[Dataset entries]

☆ ☆ ☆ ☆

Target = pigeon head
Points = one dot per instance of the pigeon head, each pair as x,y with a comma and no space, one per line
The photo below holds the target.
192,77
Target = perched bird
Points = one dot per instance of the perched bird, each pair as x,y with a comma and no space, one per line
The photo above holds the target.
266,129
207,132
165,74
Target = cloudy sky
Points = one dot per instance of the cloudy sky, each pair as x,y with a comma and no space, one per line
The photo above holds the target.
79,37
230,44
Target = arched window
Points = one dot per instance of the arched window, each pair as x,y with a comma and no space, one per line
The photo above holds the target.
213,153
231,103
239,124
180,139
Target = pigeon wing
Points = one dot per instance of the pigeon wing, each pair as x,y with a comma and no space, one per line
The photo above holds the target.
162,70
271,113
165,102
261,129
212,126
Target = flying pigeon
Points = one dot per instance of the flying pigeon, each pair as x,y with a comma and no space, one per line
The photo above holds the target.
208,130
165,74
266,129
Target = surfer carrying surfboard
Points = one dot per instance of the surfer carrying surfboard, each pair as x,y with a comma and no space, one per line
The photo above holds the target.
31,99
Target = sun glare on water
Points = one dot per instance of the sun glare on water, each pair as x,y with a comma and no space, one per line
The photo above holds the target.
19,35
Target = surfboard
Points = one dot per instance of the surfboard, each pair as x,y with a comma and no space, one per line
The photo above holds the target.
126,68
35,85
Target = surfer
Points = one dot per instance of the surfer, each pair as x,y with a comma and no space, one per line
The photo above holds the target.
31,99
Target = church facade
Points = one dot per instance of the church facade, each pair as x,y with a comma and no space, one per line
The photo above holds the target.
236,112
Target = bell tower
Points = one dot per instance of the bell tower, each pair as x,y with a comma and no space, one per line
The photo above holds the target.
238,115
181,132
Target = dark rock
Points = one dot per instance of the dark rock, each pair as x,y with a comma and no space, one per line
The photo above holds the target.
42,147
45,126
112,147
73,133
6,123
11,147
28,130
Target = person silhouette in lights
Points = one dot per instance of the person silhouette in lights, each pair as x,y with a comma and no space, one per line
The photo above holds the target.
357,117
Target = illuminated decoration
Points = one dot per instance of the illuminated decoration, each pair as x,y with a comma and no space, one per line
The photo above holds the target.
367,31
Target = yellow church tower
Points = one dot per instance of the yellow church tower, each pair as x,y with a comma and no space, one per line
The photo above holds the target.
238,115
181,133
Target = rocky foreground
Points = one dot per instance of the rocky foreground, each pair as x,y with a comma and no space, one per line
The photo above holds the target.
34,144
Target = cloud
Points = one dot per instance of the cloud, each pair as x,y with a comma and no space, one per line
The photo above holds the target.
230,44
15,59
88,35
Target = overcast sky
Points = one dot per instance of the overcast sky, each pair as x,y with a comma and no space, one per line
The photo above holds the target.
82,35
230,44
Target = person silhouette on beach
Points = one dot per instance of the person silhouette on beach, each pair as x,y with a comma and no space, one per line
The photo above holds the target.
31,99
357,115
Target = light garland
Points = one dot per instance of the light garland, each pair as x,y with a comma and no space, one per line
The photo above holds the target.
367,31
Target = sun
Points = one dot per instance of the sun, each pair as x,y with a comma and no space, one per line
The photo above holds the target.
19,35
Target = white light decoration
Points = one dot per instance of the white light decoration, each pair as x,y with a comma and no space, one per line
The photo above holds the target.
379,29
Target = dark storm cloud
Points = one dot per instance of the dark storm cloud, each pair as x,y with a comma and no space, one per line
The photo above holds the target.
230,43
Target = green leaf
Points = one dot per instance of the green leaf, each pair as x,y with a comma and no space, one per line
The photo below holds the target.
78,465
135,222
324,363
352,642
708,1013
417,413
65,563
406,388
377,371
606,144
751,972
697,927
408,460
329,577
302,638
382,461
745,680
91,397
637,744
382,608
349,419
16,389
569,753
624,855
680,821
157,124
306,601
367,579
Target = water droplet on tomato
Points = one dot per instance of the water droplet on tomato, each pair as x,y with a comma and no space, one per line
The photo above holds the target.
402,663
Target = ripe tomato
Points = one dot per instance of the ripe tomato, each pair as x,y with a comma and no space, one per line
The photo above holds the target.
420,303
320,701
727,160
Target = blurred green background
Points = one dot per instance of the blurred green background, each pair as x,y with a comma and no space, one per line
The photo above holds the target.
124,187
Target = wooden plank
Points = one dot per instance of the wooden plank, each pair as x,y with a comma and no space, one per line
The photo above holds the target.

☆ ☆ ☆ ☆

*EXERCISE DIRECTIONS*. Write out, from the lines above, only those from the line with "Target = church facade" to the line with "Target = person silhouette on beach", exactly as given, including the first and the last.

*ANSWER FOR THE TASK*.
Target = church facade
Points = one dot per instance of the church facade, each pair as x,y with a comma and no space, one per line
The photo above holds the target.
236,112
Target = bell tower
Points = one dot per instance of the bell tower, each pair as x,y with a comma and no space, one per line
The photo above holds the target.
238,115
181,132
Target = dark rock
Points = one dot per instance of the dark rock, each pair as x,y with a comma and no space, one per line
The photo above holds the target.
42,147
45,126
112,147
73,133
6,123
11,147
28,130
Target = person silhouette in lights
Points = one dot per instance of the person silhouette in lights, each pair as x,y with a comma and no space, one per line
The photo above holds the target.
357,117
Target = illuminated decoration
Points = one dot per instance of the illuminated decoration, each pair as x,y with a comma and no space, one per line
The photo above holds the target.
367,31
Target = yellow church tower
Points = one dot per instance of the yellow church tower, each pair as x,y with a comma and no space, one per line
The photo above holds the target.
238,115
181,133
Target = rocky foreground
Points = one dot per instance of the rocky foreground, each pair as x,y with a comma and no space, one per line
The photo above holds the target.
34,144
Target = cloud
Points = one dot per instance of the cloud, each pair as x,y with a comma and no space, one per line
The photo above holds the target.
230,44
15,59
88,35
Target = overcast sky
Points = one dot per instance of the overcast sky, each pair as x,y with a comma and no space, one per line
The photo above holds the target.
82,35
230,44
Target = person silhouette on beach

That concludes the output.